[Available data]

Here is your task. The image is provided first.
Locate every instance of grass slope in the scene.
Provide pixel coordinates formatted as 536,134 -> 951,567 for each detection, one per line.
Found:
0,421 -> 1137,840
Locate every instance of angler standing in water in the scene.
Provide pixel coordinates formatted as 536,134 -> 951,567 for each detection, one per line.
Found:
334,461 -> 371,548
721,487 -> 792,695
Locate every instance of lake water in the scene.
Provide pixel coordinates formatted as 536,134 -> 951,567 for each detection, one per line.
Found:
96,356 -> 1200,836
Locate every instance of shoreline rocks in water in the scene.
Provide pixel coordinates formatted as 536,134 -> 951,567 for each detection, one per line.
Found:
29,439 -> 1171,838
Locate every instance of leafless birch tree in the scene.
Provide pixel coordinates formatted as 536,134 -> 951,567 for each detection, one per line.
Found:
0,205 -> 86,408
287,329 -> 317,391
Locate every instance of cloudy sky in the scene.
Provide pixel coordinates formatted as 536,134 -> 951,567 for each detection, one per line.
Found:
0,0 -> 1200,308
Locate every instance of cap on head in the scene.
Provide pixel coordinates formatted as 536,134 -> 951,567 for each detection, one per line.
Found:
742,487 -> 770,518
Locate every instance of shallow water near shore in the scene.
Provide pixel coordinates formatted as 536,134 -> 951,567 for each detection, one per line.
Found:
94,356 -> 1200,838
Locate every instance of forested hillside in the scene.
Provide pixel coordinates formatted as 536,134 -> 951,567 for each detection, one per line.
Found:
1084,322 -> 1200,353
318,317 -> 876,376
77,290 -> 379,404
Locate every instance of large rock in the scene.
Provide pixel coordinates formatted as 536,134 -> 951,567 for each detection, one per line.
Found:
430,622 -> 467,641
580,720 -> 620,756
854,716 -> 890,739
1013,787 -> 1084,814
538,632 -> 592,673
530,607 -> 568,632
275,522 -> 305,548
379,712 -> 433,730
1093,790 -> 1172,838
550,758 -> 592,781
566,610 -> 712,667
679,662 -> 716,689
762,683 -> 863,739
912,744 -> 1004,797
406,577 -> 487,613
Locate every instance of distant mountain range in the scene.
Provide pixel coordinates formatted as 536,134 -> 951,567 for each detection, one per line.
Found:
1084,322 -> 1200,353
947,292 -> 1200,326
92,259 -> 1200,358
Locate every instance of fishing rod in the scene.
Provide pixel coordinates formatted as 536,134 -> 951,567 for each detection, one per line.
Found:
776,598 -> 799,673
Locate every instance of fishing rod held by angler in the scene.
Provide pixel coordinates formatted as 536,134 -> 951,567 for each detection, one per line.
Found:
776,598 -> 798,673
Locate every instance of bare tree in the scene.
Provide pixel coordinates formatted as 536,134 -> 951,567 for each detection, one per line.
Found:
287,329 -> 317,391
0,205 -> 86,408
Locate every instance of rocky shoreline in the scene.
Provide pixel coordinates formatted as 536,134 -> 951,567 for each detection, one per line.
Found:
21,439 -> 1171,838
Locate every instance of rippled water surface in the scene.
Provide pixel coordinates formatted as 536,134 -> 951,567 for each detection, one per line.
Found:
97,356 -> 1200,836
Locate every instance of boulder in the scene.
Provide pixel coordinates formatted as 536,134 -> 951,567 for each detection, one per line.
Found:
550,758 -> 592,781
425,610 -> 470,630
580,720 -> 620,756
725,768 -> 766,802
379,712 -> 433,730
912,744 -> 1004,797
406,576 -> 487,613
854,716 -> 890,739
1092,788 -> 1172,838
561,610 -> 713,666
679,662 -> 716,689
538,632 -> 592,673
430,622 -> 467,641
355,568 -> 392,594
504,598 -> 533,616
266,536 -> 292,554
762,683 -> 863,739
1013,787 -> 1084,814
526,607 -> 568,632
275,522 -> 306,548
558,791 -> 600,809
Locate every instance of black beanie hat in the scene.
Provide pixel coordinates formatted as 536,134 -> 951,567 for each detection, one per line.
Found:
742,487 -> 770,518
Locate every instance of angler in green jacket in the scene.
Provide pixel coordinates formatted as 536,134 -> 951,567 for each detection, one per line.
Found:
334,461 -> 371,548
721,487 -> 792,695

[What to do]
Copy out, word for word, the lines from the one containing "Locate every instance of fishing rod in" through the last of the lines, inclusive.

[Finished answer]
Locate every instance of fishing rod in the scene.
Provide pixel coordinates formatted as 536,134 -> 951,567 for each detection, one per line.
Found:
776,598 -> 799,673
Locate every instance of fishing rod held by angler in the scene.
Provide pixel coordinates formatted as 536,134 -> 951,567 for each detection, one per line.
Found:
776,598 -> 798,673
Locate every instance of bare tree in the scene.
Provide pixel coordinates formatted as 536,134 -> 951,567 for each detection, one per line.
Found:
287,329 -> 317,391
0,205 -> 86,408
Locate every instance of rocky shoreline in the scene.
Provide pixel coordinates formatted as 536,134 -> 951,567 for each detection, one per line.
Found:
21,439 -> 1171,838
Locate every instance of rippled water surface in the scene.
Provide pixel coordinates formatted as 536,134 -> 951,567 for each detection, one per line.
Found:
97,356 -> 1200,836
Locate every instance of boulder in the scene.
Provide pixel coordinates formatted as 536,134 -> 951,567 for each detection, one per line.
Found:
550,758 -> 592,781
425,610 -> 470,630
580,720 -> 620,756
725,768 -> 766,802
379,712 -> 433,730
912,744 -> 1004,797
406,576 -> 487,613
854,716 -> 890,739
1092,788 -> 1172,838
561,610 -> 713,666
679,662 -> 716,689
538,632 -> 592,673
430,622 -> 467,641
355,568 -> 392,594
504,598 -> 533,616
266,536 -> 292,554
762,683 -> 863,739
1013,787 -> 1084,814
526,607 -> 568,632
275,522 -> 306,548
558,791 -> 600,809
Locate every instance of black beanie hat in the scene.
Provide pixel coordinates formatted as 536,134 -> 951,567 for each detection, one per line.
Found:
742,487 -> 770,518
Locate every instance of angler in green jacket in the scene.
Provide pixel coordinates formatted as 536,134 -> 951,567 for each detection, one per line.
Found:
334,461 -> 371,548
721,487 -> 792,695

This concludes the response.